WHAT YOU NEED TO DO => Bring back every record exactly, except for the pictures, which stay out.

DATA SECTION =>

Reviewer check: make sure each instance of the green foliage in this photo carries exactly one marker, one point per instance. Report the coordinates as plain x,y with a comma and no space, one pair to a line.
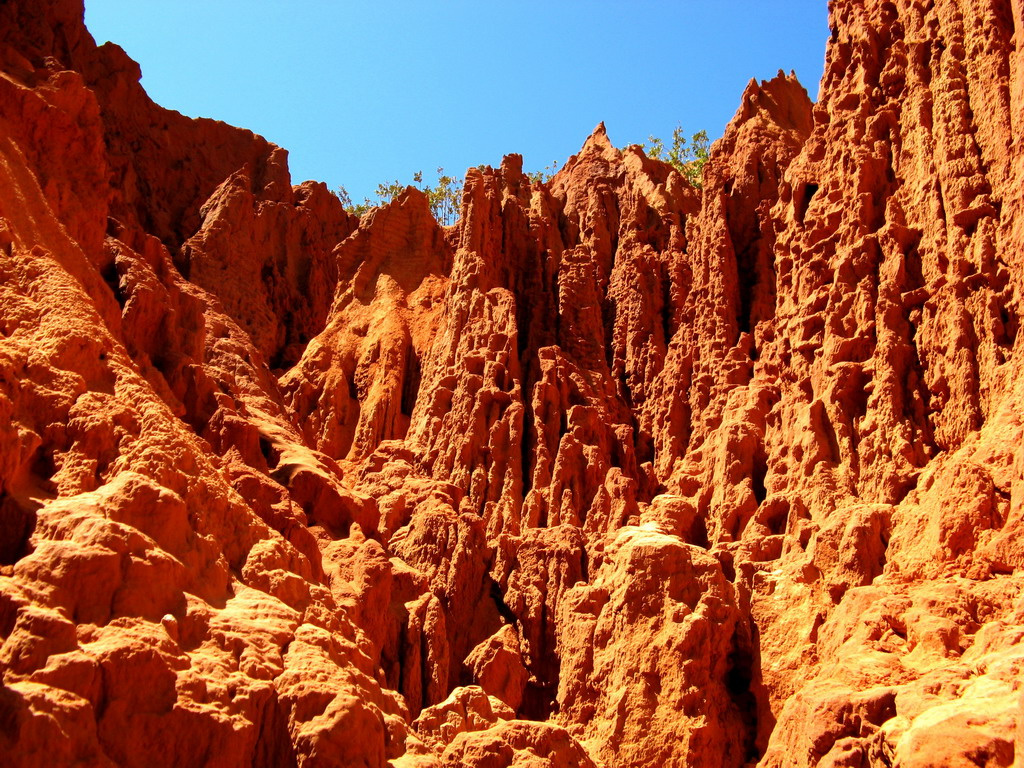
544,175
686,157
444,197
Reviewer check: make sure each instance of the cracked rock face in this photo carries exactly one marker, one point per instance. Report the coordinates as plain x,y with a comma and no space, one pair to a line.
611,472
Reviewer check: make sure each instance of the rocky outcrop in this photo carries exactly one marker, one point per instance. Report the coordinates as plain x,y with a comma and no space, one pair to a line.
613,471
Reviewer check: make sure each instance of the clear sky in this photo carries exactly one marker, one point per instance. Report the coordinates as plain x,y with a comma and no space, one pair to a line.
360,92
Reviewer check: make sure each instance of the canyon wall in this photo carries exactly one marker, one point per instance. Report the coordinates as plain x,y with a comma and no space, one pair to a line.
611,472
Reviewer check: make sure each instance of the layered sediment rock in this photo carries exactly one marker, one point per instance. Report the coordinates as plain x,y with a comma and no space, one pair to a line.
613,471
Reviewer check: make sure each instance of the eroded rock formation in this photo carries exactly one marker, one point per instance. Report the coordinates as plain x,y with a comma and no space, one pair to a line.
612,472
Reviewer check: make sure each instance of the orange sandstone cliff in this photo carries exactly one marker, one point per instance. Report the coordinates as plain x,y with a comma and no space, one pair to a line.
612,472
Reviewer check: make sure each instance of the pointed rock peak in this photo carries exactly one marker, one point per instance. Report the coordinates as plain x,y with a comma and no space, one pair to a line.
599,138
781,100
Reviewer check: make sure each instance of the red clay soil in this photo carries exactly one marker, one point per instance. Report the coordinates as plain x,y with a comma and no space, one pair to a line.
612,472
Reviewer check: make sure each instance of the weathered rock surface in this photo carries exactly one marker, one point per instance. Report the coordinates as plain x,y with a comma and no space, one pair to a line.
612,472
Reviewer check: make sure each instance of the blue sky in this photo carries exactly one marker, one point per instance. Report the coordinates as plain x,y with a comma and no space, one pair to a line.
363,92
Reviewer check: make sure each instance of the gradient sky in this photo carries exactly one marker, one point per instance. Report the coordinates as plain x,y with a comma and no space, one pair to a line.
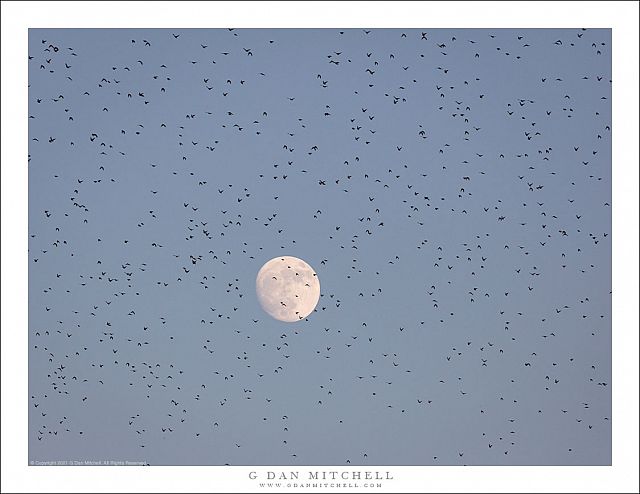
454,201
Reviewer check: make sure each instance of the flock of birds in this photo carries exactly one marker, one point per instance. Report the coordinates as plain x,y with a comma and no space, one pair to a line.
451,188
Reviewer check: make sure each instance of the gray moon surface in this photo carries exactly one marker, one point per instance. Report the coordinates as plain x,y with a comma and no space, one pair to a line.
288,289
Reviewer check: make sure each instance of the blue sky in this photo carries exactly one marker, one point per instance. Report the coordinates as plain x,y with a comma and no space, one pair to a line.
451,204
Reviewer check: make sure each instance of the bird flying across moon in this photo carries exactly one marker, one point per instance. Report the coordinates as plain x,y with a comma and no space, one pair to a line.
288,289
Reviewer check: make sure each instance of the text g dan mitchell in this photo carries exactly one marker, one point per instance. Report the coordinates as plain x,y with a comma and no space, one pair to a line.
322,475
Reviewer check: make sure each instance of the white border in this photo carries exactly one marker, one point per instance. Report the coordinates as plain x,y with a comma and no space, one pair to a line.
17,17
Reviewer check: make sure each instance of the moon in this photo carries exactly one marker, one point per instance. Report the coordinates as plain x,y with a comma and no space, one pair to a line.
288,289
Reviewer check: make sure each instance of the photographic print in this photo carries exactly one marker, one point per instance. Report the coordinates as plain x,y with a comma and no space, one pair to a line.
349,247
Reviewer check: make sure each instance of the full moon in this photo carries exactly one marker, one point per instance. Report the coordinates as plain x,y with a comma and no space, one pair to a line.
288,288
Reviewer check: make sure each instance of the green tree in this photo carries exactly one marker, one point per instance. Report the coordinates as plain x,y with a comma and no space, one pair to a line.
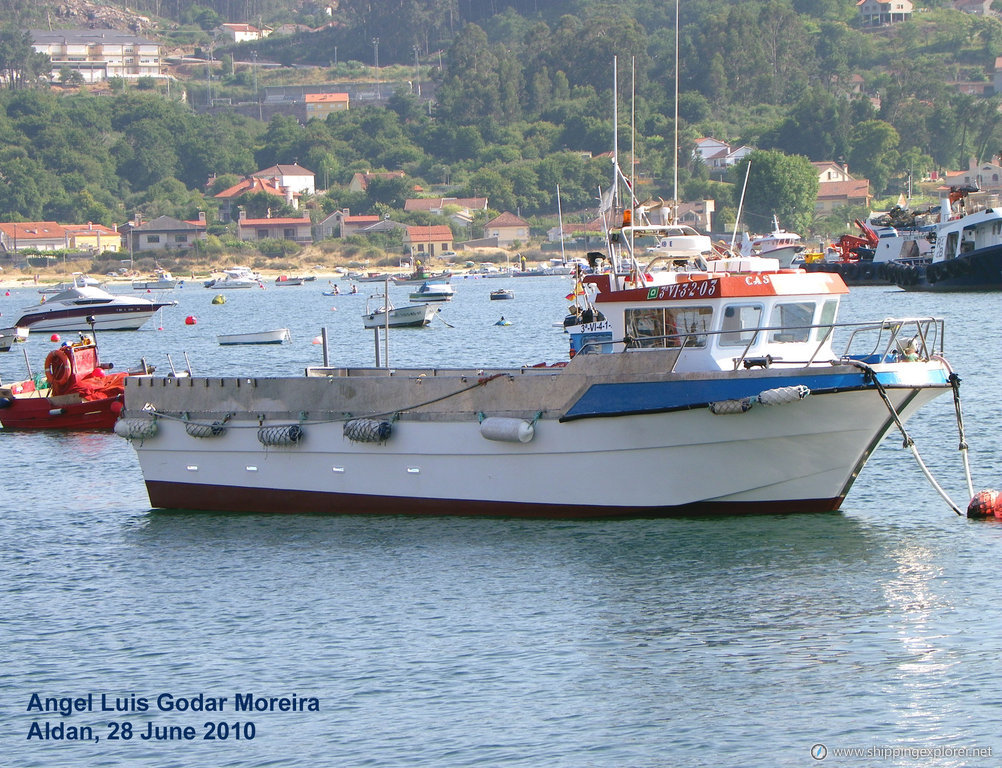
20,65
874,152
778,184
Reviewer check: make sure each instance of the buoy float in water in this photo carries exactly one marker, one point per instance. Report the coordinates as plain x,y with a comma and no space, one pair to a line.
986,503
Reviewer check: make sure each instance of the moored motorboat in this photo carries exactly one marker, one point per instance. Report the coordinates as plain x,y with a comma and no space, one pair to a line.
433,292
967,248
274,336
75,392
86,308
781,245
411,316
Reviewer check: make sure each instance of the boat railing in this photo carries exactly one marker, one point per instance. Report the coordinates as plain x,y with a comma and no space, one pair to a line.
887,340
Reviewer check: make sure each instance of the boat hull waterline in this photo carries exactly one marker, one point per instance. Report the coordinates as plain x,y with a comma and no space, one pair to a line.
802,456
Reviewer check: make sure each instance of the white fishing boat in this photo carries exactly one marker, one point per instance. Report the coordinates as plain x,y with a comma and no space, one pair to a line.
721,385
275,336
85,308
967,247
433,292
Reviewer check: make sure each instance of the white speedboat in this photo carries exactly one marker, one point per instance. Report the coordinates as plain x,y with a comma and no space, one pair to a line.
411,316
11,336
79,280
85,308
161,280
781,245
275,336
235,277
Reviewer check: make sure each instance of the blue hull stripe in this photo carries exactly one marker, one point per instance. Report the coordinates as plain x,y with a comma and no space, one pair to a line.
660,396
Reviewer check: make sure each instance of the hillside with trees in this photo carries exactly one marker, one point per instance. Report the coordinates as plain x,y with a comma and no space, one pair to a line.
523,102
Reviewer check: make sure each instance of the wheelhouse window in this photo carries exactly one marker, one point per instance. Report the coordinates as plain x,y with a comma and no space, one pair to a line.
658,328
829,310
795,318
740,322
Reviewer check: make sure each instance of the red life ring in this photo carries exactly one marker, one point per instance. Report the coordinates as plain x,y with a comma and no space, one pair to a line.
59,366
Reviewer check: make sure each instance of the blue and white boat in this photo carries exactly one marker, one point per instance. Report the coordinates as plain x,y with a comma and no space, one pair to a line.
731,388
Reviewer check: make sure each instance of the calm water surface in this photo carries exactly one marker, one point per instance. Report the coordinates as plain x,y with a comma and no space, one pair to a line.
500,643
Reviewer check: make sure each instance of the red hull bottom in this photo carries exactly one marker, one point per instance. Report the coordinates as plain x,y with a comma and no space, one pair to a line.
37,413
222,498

SOLUTION BELOW =>
Reviewer check: make sure each instance of the green foliage in this photo carries exactly one marker, one point per instance. Report the coordinates as plain x,y with a comma and no space, one pair to a line.
544,175
686,157
444,197
Reviewer check: make sure each instance of the cracked rock face in this photo carries exactly one marker, one point per instance. Report the coordinates as plain x,y with a comma and no space, one pair to a line.
611,472
Reviewer check: make sure each instance of the rocky outcrop in this photo carries exactly one marker, one point per instance. Report the coordinates as plain x,y with a comma and no space, one pair to a line.
613,471
Reviewer check: make sure each instance of the clear sky in this photo carries exactly one marker, one point per instance. Report the coordinates as plain x,y with a comma and no space, one pair to a line.
360,92
Reviewer check: make sure each instance of the canyon wall in this photo carries exactly one marker, one point per instance. Report the coordinates as plain x,y with a comma and no space, one pair to a line.
611,472
Reviewer check: make sure each instance of the layered sediment rock in this photo carries exactly one marker, one point per instance. Report the coordinates as plain x,y with a comma and no space, one pair to a line.
613,471
Reviewer check: make sure each instance of the eroded rock formation in this photo carries exactly one marker, one point per instance. Report the coordinates as plain x,y with a comma and no space, one pair to a line.
612,472
Reviewer check: make sure each instance of the orange sandstone cliff in this photo carries exactly one marker, one point per instance. Report the coordinates as plain x,y with a comma and no space, one pair to a line.
612,472
Reviewer check: make sure each instance of the pointed rock peak in this photo carries exactly one marker, one point per instance. Report the coordinates as plain x,y with a comma and no space, one pair to a line.
599,138
781,100
Reviewer check: make sure each instance of the red clay soil in this photo carries exactly one marker, one point per instance. Report the coordinates as plain x,y with a comma and no space, one pair to a line.
612,472
Reviewer check: make sure each instance of the weathered rock surface in this photo carries exactly one marker, one point per instance. Report the coordinates as plain x,y with a comma and no space, one pair to a line.
612,472
Reviewer check: make sure each instance of the blue sky in this photo carries exactly one marker, one point per instance. Report the coordinates as plain x,y with a comma and no space, one pair to a line.
363,92
Reviewer check: make sure each instance of the gradient sky in this photo carries exactly one marker, one point per instance. Report the coordinates as plain x,y with a comma and no space, one pair to a line.
454,201
Reviewer check: make sure each instance of the flock of birds in this photo carries exactly one marker, one point per instance. Report the coordinates as plain x,y with a comma and no space, one pair to a line.
451,188
Reviewer check: make sure each instance of the gray moon surface in this photo carries exactly one marker, one point per instance. Report the coordinates as plain x,y with a comma and no space, one pair to a line.
288,289
Reviewer check: make sure each instance of the blue sky in this photo carries exactly one marker, one point per instance. Report the coordinates as plain x,y with a comma and no space, one pair to a line.
451,204
Reviewer check: make sure each instance of the bird flying across moon in this photo carries exactly one marker, one point per instance. Report the coordinates as plain x,y with a comma and no space, one pair to a line.
288,289
Reviewer check: make sure each instance of the text g dan mitchell in this photo carries exactly one marker, one point per instance. Report the coordinates as plain x,y with a comma and no space, one pair to a line.
322,475
Reviewer check: make sure each instance of the white border in this photo carries exactly one marker, one point per instance. Report the coordinates as plain x,y with a comma and no space, one pair to a line.
17,17
Reviewer check: make sure each instance of the moon in this photo carries exactly one marker, one point per instance. Report the coordinates as plain x,y with a comma and no space, one pair to a line.
288,289
Reviewer check: make sure each instance of the photographic print in this photo carries exactly one marker, one point per instance. Report the coordinates as plain x,y with a comma and no space, one pair to a line.
349,247
Reviewer check: make sure each instance of the full moon in this photo carries exactly one marker, one point per instance. Report the coordinates as plain x,y with a comma and no space, one pair to a line.
288,288
Reviewer check: make sure each instance of the green tree in this photo carries exactly one marker, one point per instance. Report the coordinates as plain x,y with a comma and no space, one pair to a line.
20,65
874,152
778,184
Reviewer check: make sure each instance of the buoy float in water in this photo carries exactly one marker, one point per instance. Report the coordinates as plain x,y with a comma and no space, one pair to a line.
986,503
Reviewer check: make sure each instance of the moored motorboat in this photo carries exactly one marker, one point per instance. Report the coordinates as plain x,y with a comma and no space, one pair to a line.
433,292
967,248
274,336
75,392
86,308
781,245
411,316
Reviewer check: make sure each instance of the boat railing in this photo carries exactly one marker, one point per instance. Report the coordinates as plain x,y with a comma and no space, one pair to a line.
887,340
Reviewer check: make sure each instance of the boat hull waterline in this photo carries exactly one marker, one point per instance. Report the coordinates as plain x,y with a comma and no space, one pair to a line.
802,456
Reviewer check: make sure each instance of the white fishing boat in this photo carries exactly one marker, one point per instance. Report the coordinates as plain x,y with a comma and no space, one pair to a line.
721,385
275,336
85,308
967,247
433,292
Reviewer check: make sure each instance of the white speedboat in this photo carries exactly one marker, one point per instance. Report the coordinates as plain x,y with a comma and no space, one pair to a line.
411,316
11,336
79,280
85,308
161,280
781,245
275,336
235,277
Reviewer check: make sure each instance of the blue hull stripe in this photo carries exactly one marker, one point per instance. Report the coordinates as plain x,y with a comma and no space, one pair to a line.
660,396
Reviewer check: make sure each instance of the hillside with trees in this photo carries exactly one marker, one point per instance. Report the coordinates as plain x,y with a comma and no space, one pair to a line.
523,102
Reviewer check: make sure each instance of the wheelhouse window in this photo carries exactly one marker, one point per instance. Report the coordinates as plain x,y with a comma and no space, one pair to a line.
658,328
829,310
795,318
740,322
Reviewer check: make sure each instance of the red life ring in this photo carries exactly one marker, one point per instance. Report the coordinates as plain x,y with a comma and no space, one pair to a line.
59,366
Reviewer check: make sure each instance of the blue and white boat in this photo carries exactly one marker, one point per instance. Report the coordinates as plain x,y with a comma and no space, one pair to a line.
731,388
Reviewer check: make sure each instance of the calm water surface in this photo carries exactly one marker, one point per instance. Report the coordinates as plain x,y with a comma and no space, one pair to a line.
500,643
Reviewer check: make sure each instance of the red hull bottom in this photo carries exactly one marker, one point per instance. Report the coordinates as plain x,y with a comma and no space, one pair to a line.
37,413
222,498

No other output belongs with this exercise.